Referring expression data
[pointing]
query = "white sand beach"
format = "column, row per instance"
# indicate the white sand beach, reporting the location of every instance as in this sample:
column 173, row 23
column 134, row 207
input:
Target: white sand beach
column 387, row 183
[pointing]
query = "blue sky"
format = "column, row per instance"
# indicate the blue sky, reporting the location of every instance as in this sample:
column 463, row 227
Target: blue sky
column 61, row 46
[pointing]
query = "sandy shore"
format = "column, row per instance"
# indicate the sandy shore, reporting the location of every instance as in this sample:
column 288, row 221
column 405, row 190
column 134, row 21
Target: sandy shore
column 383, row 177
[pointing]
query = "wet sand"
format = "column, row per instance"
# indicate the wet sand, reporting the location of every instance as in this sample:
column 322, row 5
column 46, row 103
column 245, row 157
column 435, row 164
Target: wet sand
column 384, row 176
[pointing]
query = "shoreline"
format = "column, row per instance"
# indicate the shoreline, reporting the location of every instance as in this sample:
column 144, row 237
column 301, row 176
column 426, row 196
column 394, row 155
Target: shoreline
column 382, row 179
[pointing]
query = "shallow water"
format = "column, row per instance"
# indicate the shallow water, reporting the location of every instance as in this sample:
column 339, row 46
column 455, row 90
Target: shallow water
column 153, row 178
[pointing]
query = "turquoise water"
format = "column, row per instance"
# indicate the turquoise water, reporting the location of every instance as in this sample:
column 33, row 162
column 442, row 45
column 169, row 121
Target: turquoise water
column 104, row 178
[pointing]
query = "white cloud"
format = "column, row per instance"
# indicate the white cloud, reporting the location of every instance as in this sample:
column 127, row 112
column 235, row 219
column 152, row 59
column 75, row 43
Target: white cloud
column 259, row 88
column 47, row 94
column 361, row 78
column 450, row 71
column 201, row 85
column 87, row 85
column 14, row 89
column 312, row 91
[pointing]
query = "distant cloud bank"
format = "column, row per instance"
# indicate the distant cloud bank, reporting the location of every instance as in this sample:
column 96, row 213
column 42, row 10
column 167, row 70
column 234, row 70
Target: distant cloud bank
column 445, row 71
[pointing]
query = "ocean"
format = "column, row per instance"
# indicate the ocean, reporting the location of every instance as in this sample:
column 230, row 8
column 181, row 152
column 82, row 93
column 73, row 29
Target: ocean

● **What the exercise asks**
Take the entries above and return all of them exactly.

● **Expected output**
[pointing]
query = "white sand beach"
format = "column, row per instance"
# indicate the white sand beach, reporting the location of every instance as in this sample:
column 173, row 23
column 134, row 207
input:
Target: white sand beach
column 387, row 183
[pointing]
query = "blue sky"
format = "column, row per instance"
# indicate the blue sky, reporting the location of every instance as in this sample:
column 463, row 227
Target: blue sky
column 61, row 46
[pointing]
query = "sandy shore"
format = "column, row per instance"
# indicate the sandy shore, reporting the location of every instance as in this sample:
column 288, row 221
column 405, row 190
column 134, row 21
Target: sandy shore
column 383, row 177
[pointing]
query = "wet sand"
format = "column, row per instance"
# indicate the wet sand, reporting the location of every instance as in this sample:
column 322, row 5
column 46, row 103
column 245, row 157
column 435, row 164
Target: wet sand
column 384, row 176
[pointing]
query = "shoreline"
format = "column, row per instance"
# indicate the shoreline, reporting the location of every instance as in this sample:
column 144, row 237
column 301, row 176
column 426, row 196
column 394, row 155
Target: shoreline
column 382, row 179
[pointing]
query = "shallow water"
format = "column, row per instance"
# indicate the shallow water, reporting the location of every instance as in this sample:
column 339, row 46
column 455, row 90
Target: shallow water
column 153, row 178
[pointing]
query = "turquoise water"
format = "column, row per instance"
# indicate the turquoise water, reporting the location of every instance as in this sample:
column 33, row 162
column 442, row 45
column 169, row 121
Target: turquoise water
column 104, row 178
[pointing]
query = "white cloud"
format = "column, row per instance"
# indicate the white cloud, reporting the location of every instance as in this sample:
column 127, row 112
column 235, row 219
column 152, row 59
column 75, row 43
Target: white cloud
column 259, row 88
column 47, row 94
column 361, row 78
column 450, row 71
column 201, row 85
column 87, row 85
column 14, row 89
column 312, row 91
[pointing]
query = "distant cloud bank"
format = "column, row per instance"
# indicate the distant cloud bank, reporting the location of every instance as in this sample:
column 96, row 213
column 42, row 10
column 167, row 70
column 234, row 70
Target: distant cloud bank
column 445, row 71
[pointing]
query = "ocean"
format = "column, row per instance"
# indicate the ocean, reporting the location of every instance as in this sample:
column 230, row 8
column 181, row 152
column 82, row 93
column 73, row 29
Target: ocean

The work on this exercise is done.